Listed records:
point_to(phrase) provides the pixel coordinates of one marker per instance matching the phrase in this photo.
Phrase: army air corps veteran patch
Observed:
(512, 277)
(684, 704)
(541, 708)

---

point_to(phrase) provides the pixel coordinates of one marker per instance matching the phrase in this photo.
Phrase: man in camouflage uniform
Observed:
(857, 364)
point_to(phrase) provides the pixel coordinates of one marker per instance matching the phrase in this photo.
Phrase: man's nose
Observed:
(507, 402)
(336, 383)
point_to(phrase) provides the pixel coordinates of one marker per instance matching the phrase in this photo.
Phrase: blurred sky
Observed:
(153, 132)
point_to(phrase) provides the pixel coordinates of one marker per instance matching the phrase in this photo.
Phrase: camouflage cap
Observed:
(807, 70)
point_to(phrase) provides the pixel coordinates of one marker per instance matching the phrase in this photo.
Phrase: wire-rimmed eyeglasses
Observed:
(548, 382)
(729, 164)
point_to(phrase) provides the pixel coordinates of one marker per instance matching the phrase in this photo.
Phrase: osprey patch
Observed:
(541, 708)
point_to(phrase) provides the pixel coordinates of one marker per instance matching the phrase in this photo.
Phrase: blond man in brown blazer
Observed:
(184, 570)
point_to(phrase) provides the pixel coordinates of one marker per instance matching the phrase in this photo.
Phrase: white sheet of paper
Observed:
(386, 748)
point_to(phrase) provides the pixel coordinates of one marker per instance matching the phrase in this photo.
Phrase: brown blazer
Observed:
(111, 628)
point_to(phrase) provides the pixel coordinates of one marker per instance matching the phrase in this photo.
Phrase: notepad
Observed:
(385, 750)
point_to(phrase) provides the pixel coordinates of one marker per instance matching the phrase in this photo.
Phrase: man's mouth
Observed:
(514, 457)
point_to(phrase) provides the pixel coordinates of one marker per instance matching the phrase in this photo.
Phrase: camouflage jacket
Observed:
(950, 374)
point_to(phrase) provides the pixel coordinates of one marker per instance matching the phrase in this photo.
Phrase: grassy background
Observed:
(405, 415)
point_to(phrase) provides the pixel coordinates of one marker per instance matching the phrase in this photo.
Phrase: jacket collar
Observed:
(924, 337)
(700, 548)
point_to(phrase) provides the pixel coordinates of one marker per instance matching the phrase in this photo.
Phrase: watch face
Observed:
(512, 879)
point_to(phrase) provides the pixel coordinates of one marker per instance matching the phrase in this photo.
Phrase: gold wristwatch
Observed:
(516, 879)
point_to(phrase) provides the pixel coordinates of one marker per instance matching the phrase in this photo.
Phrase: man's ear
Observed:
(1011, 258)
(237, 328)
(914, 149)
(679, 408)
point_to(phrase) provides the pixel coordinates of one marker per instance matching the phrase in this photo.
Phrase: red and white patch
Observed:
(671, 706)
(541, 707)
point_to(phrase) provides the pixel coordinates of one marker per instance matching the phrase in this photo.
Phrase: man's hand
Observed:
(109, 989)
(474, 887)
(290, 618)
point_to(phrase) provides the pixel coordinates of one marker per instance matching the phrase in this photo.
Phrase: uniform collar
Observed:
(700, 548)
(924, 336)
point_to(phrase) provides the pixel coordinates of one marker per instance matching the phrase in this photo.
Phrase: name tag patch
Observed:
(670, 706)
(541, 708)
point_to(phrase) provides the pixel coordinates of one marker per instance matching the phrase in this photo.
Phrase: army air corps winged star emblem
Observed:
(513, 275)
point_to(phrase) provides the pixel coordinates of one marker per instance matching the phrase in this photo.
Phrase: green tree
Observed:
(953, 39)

Task to complete: Gather from the data above every line with the string "army".

Expected answer:
Phrase: army air corps veteran patch
Phrase: army air corps winged star emblem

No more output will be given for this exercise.